*VORLIEGENDER AUSZUG*

--------------------

Um darüber zu diskutieren, wie Universitätsangehörige gegen diese Situation kämpfen können, versammelten sich am 20. Juni ab 16 Uhr etwa 100 Studierende zu einer studentischen Versammlung im Elisabeth-Schiemann-Hörsaal der Freien Universität Berlin, um zu diskutieren, wie man gegen Rechtsruck und Repressionen vorgehen kann. 

Zuvor hatten sich um 14 Uhr ebenfalls knapp 100 Studierende unter dem Banner “Hands Off Students’ Rights” zu einer Kundgebung vor der Mensa der FU versammelt, um gegen die Wiedereinführung des Ordnungsrechts an den Berliner Hochschulen zu protestieren.

Die Diskussionen auf der Versammlung richtete sich vor allem auf die Frage, was man gegen den Rechtsruck unternehmen kann, wie die anwesenden Studierenden und Beschäftigten weiter vorgehen werden und was die nächsten notwendigen Schritte im gemeinsamen Kampf sind. 

Die Diskussion wurde durch Grußworte von Dozierenden und Gewerkschaftsmitgliedern der FU eingeleitet. Der renommierte Politikwissenschaftler Hajo Funke sprach sich gegen die Repression gegen Studierende aus. Auch die ver.di-Betriebsgruppe der FU war anwesend, die gerade unter massivem Druck des Präsidiums steht, weil sie sich zu politisch über den Kampf gegen den Rechtsruck geäußert haben. 

Eine kleine Gruppe von zionistischen Störern versuchte die Versammlung mit Zwischenrufen zu stören. Ein besonders lauter Störer bezeichnete nach der Versammlung das Palästina Camp als „drecks Flüchtlingscamp“, selbiger war bereits vor einigen Monaten an der FU aufgefallen, als er über das Niederbrennen palästinensischer Dörfer grölte.

Mit ihrem Sabotageversuch kamen sie allerdings nicht durch und nach einer lebendigen Diskussion mit Beiträgen von Mitgliedern der marxistischen Hochschulgruppe Waffen der Kritik, der RKP, Young Struggle, Studierendenkollektiv und unorganisierten Studierenden beschloss die studentische Versammlung eine Reihe von Forderungen und Vorgehensweisen: 

-Kampagne zum Fallenlassen aller Anzeigen, Nein zum Hochschulgesetz, Polizei runter vom Campus!

-Große, öffentliche, breite Mobilisierung nach Essen, um den AfD-Parteitag zu verhindern! Wir rufen alle Studierenden und Beschäftigten der FU und aller Berliner Hochschulen dazu auf, gemeinsam dorthin zu fahren. 

-Die nächste Vollversammlung muss kommen! Dafür, dass der AStA tatkräftig mobilisiert. Für eine Vollversammlung, die barrierefrei zugänglich ist und nicht durch Zwischenrufe gestört wird!

--------------------

*GELIEFERTE EINTRÄGE*
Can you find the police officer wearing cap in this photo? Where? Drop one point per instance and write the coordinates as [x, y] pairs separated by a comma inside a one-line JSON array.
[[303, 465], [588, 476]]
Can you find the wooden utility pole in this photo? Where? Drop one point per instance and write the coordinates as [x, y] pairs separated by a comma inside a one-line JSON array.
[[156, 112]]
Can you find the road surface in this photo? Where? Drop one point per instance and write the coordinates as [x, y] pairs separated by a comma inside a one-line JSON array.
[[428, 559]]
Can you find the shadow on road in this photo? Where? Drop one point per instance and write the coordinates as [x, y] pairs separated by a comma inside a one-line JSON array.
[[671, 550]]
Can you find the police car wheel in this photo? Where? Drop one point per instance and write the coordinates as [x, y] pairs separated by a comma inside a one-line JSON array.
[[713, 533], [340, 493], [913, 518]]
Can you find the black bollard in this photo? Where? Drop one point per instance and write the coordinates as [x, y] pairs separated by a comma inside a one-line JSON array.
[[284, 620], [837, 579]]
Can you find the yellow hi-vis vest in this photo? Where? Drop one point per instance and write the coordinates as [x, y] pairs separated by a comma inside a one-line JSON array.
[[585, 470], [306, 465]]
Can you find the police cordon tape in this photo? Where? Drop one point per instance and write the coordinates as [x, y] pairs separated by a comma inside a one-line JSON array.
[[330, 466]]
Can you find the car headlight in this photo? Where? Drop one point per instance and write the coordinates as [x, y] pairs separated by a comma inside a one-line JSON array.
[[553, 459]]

--------------------

*AUFGABEN*
**a)** In welchem Hörsaal fand die Versammlung am 20. Juni laut dem Bericht zur Studierendenversammlung statt?
**b)** Fasse den Absatz im Bericht zur Studierendenversammlung, der mit „Die Diskussion wurde durch Grußworte“ beginnt, als Liste zusammen und behalte dabei seine wichtigsten Fakten bei.
**c)** Schreibe den Bericht zur Studierendenversammlung im Anschluss an die letzte aufgeführte Forderung weiter.

*ANTWORTEN DER REIHE*
**a)** Im Elisabeth-Schiemann-Hörsaal der Freien Universität Berlin.

**b)**
- Eingeleitet wurde die Diskussion mit Grußworten von Dozierenden und Gewerkschaftsmitgliedern der FU.
- Der Politikwissenschaftler Hajo Funke sprach sich gegen die Repression gegen Studierende aus.
- Anwesend war auch die ver.di-Betriebsgruppe der FU. Sie steht unter massivem Druck des Präsidiums, weil sie sich zu politisch über den Kampf gegen den Rechtsruck geäußert hat.

**c)**
-Nein zur Militärforschung! Für eine umfassende Zivilklausel, die von Studierenden und Beschäftigten kontrolliert wird!

-100 Milliarden für Bildung, Soziales und Klima statt Aufrüstung! Stoppt die Waffenlieferungen!

-Schließt euch dem Palästina-Camp am Henry-Ford-Bau der FU Berlin an!

Im Anschluss an die Versammlung begann auf der Freifläche vor dem Henry-Ford-Bau der FU Berlin, einem der zentralen Hörsaalgebäude, ein neues Solidaritätscamp für Palästina, das mindestens bis zum 27. Juni stehen soll. Die versammelten Studierenden beschlossen eine tatkräftige Unterstützung des Camps, bei dem politische Forderungen gegen die Komplizenschaft der Universität am Genozid in Gaza aufgestellt, sowie politische und kulturelle Veranstaltungen organisiert werden. Jetzt gilt es, das Protestcamp für die weitere Organisierung studentischen Widerstands zu nutzen und die Forderungen der studentischen Versammlung in alle Seminare und Vorlesungen zu tragen.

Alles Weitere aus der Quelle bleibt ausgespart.